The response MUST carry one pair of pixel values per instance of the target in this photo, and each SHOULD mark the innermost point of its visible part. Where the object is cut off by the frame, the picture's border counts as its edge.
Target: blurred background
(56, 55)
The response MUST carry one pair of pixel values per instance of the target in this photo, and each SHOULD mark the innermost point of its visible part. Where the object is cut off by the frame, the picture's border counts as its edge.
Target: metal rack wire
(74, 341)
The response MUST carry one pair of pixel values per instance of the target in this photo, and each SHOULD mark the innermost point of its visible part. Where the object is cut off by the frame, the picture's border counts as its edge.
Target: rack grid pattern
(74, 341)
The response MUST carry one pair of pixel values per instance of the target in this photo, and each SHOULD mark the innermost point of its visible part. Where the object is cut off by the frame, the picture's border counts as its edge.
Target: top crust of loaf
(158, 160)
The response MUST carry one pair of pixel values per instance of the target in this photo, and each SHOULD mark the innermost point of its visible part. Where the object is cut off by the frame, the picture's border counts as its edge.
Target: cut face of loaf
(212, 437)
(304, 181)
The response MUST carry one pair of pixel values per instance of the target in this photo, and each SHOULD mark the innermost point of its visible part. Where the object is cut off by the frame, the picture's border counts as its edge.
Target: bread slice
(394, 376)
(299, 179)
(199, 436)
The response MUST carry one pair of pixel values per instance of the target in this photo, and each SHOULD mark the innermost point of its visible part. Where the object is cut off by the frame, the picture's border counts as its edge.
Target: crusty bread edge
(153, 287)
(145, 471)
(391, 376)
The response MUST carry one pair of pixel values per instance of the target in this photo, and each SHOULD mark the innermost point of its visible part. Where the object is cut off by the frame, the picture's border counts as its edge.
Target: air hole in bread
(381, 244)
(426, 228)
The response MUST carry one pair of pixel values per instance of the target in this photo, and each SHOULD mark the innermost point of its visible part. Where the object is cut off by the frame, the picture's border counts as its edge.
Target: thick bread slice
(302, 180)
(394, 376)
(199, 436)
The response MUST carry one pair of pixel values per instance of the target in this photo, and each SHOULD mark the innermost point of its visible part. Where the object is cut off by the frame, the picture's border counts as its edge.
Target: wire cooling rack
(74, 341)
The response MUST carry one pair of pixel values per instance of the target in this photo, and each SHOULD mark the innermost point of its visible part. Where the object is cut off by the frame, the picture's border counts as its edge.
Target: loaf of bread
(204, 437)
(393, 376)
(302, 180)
┄┄┄┄┄┄┄┄┄┄┄┄┄┄┄┄┄┄┄┄
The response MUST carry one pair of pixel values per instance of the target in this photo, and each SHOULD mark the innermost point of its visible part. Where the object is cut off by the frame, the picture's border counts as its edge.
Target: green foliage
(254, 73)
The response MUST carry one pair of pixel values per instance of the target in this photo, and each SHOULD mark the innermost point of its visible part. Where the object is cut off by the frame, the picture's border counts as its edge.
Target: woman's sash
┄┄┄┄┄┄┄┄┄┄┄┄┄┄┄┄┄┄┄┄
What is needed: Above this instruction are the records; retype exactly the lines from the one containing "Target: green foliage" up to and including the one containing "Target: woman's sash".

Response to this exercise:
Target: green foliage
(254, 73)
The response MUST carry one pair of pixel values per instance of the target in this photo, and each SHOULD mark the innermost point of its visible part. Where the object is cut off by the frame, the picture's border counts as its edge.
Target: woman's sash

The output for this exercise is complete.